# HOW TO COMPLETE THIS TASK:
Apart from the pictures, write out the records that follow exactly.

_ _ _ _ _ _ _

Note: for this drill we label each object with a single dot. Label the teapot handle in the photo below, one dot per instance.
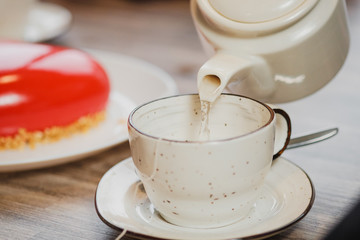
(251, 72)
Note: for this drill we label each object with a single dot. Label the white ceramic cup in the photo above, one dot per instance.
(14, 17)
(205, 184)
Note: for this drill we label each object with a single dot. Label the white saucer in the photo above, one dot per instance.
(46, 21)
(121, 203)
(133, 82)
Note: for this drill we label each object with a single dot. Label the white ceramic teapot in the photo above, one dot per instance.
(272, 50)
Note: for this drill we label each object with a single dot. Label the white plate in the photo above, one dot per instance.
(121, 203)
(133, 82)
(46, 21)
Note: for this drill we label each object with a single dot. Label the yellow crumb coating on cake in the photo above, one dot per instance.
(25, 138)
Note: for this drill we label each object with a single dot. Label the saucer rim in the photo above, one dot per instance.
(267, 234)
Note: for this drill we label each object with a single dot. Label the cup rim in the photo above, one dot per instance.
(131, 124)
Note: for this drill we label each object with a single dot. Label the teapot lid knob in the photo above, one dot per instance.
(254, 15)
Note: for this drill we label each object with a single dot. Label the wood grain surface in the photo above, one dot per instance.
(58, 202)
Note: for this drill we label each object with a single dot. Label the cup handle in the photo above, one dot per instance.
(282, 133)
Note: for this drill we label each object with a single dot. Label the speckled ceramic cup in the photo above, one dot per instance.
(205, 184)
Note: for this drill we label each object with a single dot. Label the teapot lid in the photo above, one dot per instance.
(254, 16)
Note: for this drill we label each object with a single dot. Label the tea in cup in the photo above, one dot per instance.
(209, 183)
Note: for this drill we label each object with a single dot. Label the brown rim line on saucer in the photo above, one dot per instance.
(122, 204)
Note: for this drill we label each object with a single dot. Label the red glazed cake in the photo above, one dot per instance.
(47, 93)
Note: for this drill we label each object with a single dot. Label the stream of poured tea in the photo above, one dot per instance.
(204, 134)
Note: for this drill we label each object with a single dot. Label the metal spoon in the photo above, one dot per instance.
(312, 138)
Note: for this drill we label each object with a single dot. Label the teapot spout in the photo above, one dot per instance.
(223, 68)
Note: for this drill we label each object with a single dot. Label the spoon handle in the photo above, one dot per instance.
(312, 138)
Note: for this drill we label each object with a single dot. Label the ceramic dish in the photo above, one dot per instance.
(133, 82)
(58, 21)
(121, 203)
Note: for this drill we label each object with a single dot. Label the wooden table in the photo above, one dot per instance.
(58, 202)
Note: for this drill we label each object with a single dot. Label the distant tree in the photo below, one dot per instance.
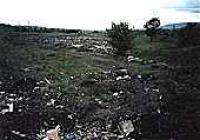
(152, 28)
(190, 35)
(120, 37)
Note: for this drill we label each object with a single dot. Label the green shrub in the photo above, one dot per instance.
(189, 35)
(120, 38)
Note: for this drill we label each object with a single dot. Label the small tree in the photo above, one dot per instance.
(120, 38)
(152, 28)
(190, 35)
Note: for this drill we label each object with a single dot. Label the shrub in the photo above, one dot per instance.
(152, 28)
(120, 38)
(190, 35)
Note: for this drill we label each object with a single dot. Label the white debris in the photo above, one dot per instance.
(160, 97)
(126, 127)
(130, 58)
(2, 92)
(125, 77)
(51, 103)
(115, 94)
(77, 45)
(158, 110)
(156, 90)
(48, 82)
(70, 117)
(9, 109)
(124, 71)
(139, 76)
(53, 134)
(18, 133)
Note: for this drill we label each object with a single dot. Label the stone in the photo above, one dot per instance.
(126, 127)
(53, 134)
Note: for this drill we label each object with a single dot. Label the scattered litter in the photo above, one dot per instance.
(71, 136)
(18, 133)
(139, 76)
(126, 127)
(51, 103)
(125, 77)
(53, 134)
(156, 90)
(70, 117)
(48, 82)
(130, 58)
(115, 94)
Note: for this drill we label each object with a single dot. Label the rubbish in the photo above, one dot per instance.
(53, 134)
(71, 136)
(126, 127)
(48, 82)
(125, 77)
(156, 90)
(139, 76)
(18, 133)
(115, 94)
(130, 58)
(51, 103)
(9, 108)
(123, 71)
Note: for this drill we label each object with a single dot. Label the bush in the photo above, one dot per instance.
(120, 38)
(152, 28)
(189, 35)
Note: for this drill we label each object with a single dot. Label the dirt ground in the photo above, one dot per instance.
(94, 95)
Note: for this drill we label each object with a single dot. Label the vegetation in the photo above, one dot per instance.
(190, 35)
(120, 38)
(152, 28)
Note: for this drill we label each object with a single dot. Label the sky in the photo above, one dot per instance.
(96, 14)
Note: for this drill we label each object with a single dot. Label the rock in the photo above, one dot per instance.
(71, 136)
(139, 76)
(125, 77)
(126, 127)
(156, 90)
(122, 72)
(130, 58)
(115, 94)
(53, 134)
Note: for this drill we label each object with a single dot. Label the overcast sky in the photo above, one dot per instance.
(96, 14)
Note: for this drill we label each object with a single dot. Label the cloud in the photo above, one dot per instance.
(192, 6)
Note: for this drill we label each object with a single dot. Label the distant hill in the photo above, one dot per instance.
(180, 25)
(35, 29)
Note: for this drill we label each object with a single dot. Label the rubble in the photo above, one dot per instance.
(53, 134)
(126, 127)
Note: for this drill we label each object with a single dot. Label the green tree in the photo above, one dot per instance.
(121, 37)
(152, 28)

_ _ _ _ _ _ _

# OUTPUT FOR THIS TASK:
Note: for this drill we label each object with a single dot. Label the teapot handle in the photo below, one dot per instance.
(251, 72)
Note: for this drill we label each object with a single dot. Label the white ceramic cup in the photo above, one dot per instance.
(14, 17)
(205, 184)
Note: for this drill we label each object with a single dot. Label the white saucer in the photo above, one dot per instance.
(46, 21)
(121, 203)
(133, 82)
Note: for this drill we label each object with a single dot. Label the white ceramic teapot in the photo above, one dot per instance.
(272, 50)
Note: for this drill we label each object with a single dot. Label the white plate in the photo above, one dot per instance.
(121, 203)
(133, 82)
(46, 21)
Note: for this drill we label each object with a single dot. Label the yellow crumb coating on cake in the photo above, one dot per instance.
(25, 138)
Note: for this drill we label each object with a single dot. Label the saucer rim in the photo above, one dot per instance.
(267, 234)
Note: for this drill we label each object with a single dot. Label the cup rim in the photo above, one dot per instance.
(131, 124)
Note: for this drill we label each object with a single dot. Label the teapot lid knob in the photo above, one dot per instance.
(254, 15)
Note: for this drill we label each object with a single dot. Label the wood grain surface in the photo above, one dot per instance.
(58, 202)
Note: for this drill we label each object with a single dot. Label the cup handle in the photo above, one dot per instance.
(282, 133)
Note: for this drill we label each object with a single dot. Label the speckled ceramic cup in the photo above, one dot per instance.
(205, 184)
Note: for this drill we label each object with a single dot. Label the teapot lid in the photo above, one dot per instance.
(254, 16)
Note: for this drill we label each object with a single dot. Label the tea in cup in the photo above, one dot per instance.
(209, 183)
Note: for this drill we label each object with a single dot. Label the brown rim line on saucer in the photo above, one dot per instance.
(122, 204)
Note: for this drill we label each object with a single dot. Label the red glazed cake in the photo above, one dot per instance.
(47, 93)
Note: for this drill we label each object with a single dot. Label the stream of poured tea in the photo above, one dot per instance.
(204, 134)
Note: for this drill we label each object with a single dot. Label the metal spoon in the photo above, one dot per instance.
(312, 138)
Note: for this drill we label each object with a single dot. Label the teapot spout in the photo above, one dot per instance.
(223, 68)
Note: for this drill we label each object with a single dot. Label the spoon handle in the photo above, one dot per instance.
(312, 138)
Note: for this drill we label each object with a single dot. Label the ceramic dish in the photo above, one dot per instance.
(133, 82)
(58, 21)
(121, 203)
Note: for this drill we label each object with a single dot. Label the wooden table in the photo above, one dot per instance.
(58, 202)
Note: for this drill we label each object with a single dot. Label the distant tree in the photo below, one dot per instance.
(152, 28)
(190, 35)
(120, 37)
Note: for this drill we label each object with a single dot. Label the green shrub in the photo above, one dot per instance.
(189, 35)
(120, 38)
Note: for this drill we label each object with a single dot. Label the small tree in the photo above, one dot per instance.
(120, 38)
(152, 28)
(190, 35)
Note: for this drill we label each object with a single dot. Label the shrub in the photo above, one dot per instance.
(152, 28)
(120, 38)
(190, 35)
Note: for this drill we label each object with a single dot. Label the white debris in the photo above, one dot per instance.
(160, 97)
(126, 127)
(130, 58)
(2, 92)
(125, 77)
(51, 103)
(115, 94)
(77, 45)
(158, 110)
(156, 90)
(48, 82)
(70, 117)
(9, 109)
(124, 71)
(139, 76)
(53, 134)
(18, 133)
Note: for this drill we label each object with a single dot. Label the stone in the photo above, one dot per instance.
(126, 127)
(53, 134)
Note: for this drill we label each object with a single dot. Label the scattered litter in the photo above, one dot per instance.
(71, 136)
(18, 133)
(139, 76)
(126, 127)
(51, 103)
(125, 77)
(53, 134)
(156, 90)
(70, 117)
(48, 82)
(130, 58)
(115, 94)
Note: for this drill we label each object with a single dot. Label the rubbish in the photo above, one dot per instance.
(53, 134)
(71, 136)
(126, 127)
(48, 82)
(125, 77)
(156, 90)
(139, 76)
(18, 133)
(115, 94)
(130, 58)
(51, 103)
(9, 108)
(123, 71)
Note: for this drill we label each object with a single dot. Label the bush in the photo above, one dot per instance.
(120, 38)
(152, 28)
(189, 35)
Note: for this drill we label each object with a single dot. Label the dirt ground in the photo above, one dot per instance.
(94, 95)
Note: for this drill we label each object with a single dot. Label the vegetation in the photo above, one dot per instance.
(190, 35)
(120, 38)
(152, 28)
Note: for this drill we label each object with a single dot. Label the sky in the photo above, one dot per instance.
(96, 14)
Note: for this drill we label each object with a single dot. Label the rock in the photo above, one dot per instance.
(71, 136)
(139, 76)
(125, 77)
(126, 127)
(156, 90)
(122, 72)
(130, 58)
(115, 94)
(53, 134)
Note: for this drill we label each object with a single dot. Label the overcast sky in the photo above, one dot per instance.
(96, 14)
Note: for this drill we label each object with a single dot. Label the cloud in the photo above, one dot per instance.
(192, 6)
Note: for this drill we label each object with a single dot. Label the distant hill in the photo above, one dot per instance.
(180, 25)
(35, 29)
Note: for this drill we label each object with a single dot. Label the rubble in the photo above, one dot per instance.
(53, 134)
(126, 127)
Note: for this drill we label each object with a single dot. Label the green tree in the photo above, one dot per instance.
(121, 37)
(152, 28)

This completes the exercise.